AIM —
Without the pictures, set down the records below word for word.

(Records from a data source)
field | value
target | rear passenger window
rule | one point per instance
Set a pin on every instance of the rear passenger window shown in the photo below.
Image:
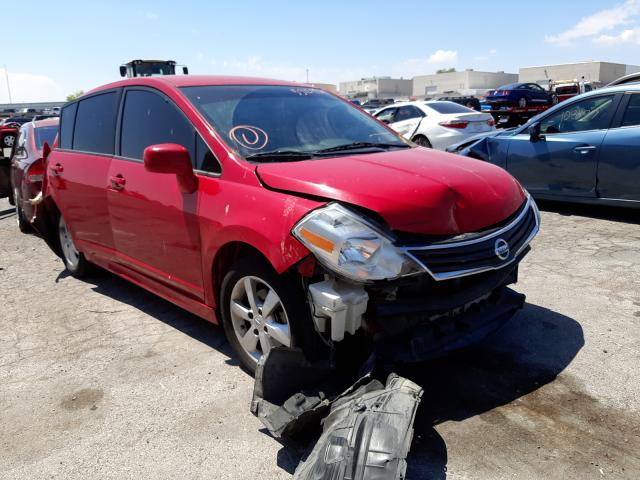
(632, 113)
(149, 119)
(95, 124)
(67, 122)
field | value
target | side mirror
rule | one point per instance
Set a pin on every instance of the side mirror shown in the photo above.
(534, 133)
(174, 159)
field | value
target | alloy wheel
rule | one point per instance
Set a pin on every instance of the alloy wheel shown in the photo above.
(258, 317)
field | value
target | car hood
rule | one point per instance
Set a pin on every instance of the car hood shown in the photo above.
(416, 190)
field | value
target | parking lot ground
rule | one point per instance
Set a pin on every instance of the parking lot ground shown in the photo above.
(100, 379)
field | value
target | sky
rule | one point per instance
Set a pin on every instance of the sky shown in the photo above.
(57, 48)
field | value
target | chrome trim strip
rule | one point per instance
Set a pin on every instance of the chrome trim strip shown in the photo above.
(463, 243)
(464, 273)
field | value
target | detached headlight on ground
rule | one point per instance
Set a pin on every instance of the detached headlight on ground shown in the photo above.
(347, 244)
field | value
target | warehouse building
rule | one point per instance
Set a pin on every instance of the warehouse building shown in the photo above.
(596, 73)
(467, 82)
(376, 87)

TASK OUTPUT —
field | value
target | rear passenger window
rule | one point per instance
Set a pin on every instance of the rear passenger window shown in the photo below.
Image:
(632, 113)
(149, 119)
(95, 124)
(67, 122)
field | value
target | side mirror
rule | one point per instance
Set a pin on every instance of the side mirror shown in the photo above.
(534, 133)
(174, 159)
field | value
target | alloy wheel
rule | one point per instance
Set a pin on every instance of the alloy wheel shown in the photo above.
(258, 317)
field | value
target | car hood
rule | one point per instance
Set a pin on every instance of the car hood shown in the photo above.
(416, 190)
field | value
target | parking lot ground
rule | one point per instance
Set a pin on every instance of the parking lot ground shown in the photo above.
(100, 379)
field | value
target | sky
rule | one point per instance
Set a pin on every instance of the sky shown in the photo above.
(57, 48)
field | value
target | chrome trim strip
rule | one point per instance
Set a pin on every instance of the chrome trim strip shown in the photo above.
(463, 243)
(464, 273)
field | value
target | detached headlight on ground
rule | one point per instance
Set a pin on every instance of the detached headlight on ground shown in the photo above.
(347, 244)
field | value
target | warehouse building
rule | one point per instance
Set a pin on every instance of the warehouse building shown in the photo above.
(596, 73)
(467, 82)
(376, 87)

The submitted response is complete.